* INSTRUCTION A: In the Iceland trip post, what were they eating on the rugged coast when the subject of Robin came up?

Mac n' Meaux Cheese / Iceland With Gary Glorious Part 2

NOTE: If you haven’t already, you may want to read Part 1 of the saga which is in an earlier post. Trust me, it’s worth it.

There we were, enjoying the rugged Icelandic coast and toasty, flaky, pastries and somehow the subject of Robin comes up. He immediately starts shit talking. Robin did this, Robin did that…. What part of a person picks someone’s best friend to complain too? It is like complaining that ice is too cold or going to a rock concert and complaining it is too loud. What do expect to happen here? How can they remedy a situation that is exactly how it is supposed to be? My favorite part? Everything he is describing is exactly who she is. She doesn’t hide her true self, with Robin, “You get what you get and you don’t throw a fit.” Once the bitching stops I only have one question, “You haven’t known her too long have you?” Of course not wanting to start any drama on the trip I table the whole thing and keep this little bit of info to myself ( First of many mistakes. Seems I can cook and fuck up like a champion.)

* INSTRUCTION B: Identify every line of the records that contains the word "blue", matching case exactly, and copy each one.

Pointing records
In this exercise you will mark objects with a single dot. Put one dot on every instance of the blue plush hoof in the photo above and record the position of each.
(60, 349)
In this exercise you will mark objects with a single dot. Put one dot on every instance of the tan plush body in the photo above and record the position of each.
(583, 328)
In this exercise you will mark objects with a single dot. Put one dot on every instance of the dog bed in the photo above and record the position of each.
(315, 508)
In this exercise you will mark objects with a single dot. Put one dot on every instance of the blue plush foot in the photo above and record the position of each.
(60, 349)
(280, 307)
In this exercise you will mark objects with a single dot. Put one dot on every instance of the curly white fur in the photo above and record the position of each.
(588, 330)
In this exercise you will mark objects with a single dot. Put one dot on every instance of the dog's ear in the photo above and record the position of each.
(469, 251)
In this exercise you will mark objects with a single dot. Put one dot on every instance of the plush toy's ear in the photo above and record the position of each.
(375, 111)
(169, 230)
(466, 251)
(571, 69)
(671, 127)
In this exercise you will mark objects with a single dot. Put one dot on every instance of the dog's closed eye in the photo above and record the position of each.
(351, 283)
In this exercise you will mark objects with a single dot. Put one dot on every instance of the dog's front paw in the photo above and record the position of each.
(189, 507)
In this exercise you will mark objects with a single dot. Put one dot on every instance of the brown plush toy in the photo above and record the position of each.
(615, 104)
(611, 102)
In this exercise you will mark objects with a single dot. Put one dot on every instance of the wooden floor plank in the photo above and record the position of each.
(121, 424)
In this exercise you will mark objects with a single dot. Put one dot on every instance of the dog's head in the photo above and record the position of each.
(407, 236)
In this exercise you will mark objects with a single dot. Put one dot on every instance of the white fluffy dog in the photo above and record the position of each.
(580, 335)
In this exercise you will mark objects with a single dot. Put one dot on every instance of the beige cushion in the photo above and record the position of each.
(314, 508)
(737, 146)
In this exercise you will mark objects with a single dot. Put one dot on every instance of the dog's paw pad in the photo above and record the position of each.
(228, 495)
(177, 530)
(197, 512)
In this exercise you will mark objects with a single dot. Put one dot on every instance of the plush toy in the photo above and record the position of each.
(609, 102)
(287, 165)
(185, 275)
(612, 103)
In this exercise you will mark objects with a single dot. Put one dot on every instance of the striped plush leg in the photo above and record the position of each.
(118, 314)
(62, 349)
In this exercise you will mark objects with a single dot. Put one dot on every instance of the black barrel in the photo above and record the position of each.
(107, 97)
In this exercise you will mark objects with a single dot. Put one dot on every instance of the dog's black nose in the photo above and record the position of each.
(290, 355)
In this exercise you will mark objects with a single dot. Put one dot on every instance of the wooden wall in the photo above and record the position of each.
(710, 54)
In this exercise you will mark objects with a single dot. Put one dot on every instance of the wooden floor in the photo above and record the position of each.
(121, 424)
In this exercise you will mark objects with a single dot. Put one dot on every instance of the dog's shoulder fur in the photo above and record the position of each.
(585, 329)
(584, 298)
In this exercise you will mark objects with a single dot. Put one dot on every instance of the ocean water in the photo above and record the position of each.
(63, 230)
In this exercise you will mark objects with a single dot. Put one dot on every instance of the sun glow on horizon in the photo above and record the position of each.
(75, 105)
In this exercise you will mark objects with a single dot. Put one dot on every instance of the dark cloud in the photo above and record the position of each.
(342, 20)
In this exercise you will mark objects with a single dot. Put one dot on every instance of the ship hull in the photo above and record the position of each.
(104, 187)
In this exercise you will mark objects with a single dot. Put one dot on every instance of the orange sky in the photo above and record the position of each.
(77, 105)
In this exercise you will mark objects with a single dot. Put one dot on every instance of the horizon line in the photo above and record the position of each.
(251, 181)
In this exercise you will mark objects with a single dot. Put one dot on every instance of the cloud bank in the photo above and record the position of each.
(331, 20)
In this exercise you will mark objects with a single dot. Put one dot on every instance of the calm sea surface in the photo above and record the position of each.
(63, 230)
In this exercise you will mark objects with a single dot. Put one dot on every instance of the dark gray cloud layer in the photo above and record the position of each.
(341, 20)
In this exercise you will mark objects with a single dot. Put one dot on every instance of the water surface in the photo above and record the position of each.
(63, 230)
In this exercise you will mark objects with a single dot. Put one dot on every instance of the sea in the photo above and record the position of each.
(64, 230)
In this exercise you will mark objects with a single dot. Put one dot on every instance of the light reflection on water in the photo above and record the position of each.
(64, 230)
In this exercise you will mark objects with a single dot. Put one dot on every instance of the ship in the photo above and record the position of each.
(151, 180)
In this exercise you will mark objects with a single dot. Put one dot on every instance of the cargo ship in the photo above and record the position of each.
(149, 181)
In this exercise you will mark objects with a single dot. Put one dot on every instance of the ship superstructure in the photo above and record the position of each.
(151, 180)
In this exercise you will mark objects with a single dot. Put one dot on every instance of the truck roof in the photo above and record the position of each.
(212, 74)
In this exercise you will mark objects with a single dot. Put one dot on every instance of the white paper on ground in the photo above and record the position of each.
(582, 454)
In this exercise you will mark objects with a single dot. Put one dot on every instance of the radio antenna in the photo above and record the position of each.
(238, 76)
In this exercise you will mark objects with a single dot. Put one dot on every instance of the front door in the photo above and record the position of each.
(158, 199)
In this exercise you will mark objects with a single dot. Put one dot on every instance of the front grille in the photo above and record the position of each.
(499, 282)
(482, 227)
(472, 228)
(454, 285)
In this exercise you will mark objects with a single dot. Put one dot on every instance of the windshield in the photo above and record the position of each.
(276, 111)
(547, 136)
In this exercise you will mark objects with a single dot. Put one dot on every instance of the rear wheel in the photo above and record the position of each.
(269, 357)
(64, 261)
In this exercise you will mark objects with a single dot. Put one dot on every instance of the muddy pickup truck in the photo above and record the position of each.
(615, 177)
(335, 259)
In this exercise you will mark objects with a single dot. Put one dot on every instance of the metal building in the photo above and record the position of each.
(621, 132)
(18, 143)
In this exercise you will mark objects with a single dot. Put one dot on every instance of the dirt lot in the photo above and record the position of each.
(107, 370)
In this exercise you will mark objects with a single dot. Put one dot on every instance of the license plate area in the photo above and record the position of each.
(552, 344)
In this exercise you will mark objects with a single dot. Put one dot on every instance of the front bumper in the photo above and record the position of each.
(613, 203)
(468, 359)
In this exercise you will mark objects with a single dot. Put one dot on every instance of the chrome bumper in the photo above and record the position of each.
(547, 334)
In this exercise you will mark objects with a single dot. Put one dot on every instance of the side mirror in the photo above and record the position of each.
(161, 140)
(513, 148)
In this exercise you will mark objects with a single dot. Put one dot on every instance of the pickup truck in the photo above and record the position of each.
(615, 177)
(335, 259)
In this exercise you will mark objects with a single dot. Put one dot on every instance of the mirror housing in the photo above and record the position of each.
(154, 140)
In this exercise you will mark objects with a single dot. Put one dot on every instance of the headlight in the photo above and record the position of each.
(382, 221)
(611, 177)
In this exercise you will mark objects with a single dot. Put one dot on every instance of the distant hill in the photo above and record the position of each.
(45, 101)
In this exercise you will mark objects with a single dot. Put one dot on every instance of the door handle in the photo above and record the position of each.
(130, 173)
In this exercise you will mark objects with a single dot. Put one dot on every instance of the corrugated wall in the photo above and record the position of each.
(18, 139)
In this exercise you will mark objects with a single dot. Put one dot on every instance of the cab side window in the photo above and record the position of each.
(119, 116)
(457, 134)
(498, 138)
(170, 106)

* CORRECT ANSWER A: Toasty, flaky pastries.

* CORRECT ANSWER B:
In this exercise you will mark objects with a single dot. Put one dot on every instance of the blue plush hoof in the photo above and record the position of each.
In this exercise you will mark objects with a single dot. Put one dot on every instance of the blue plush foot in the photo above and record the position of each.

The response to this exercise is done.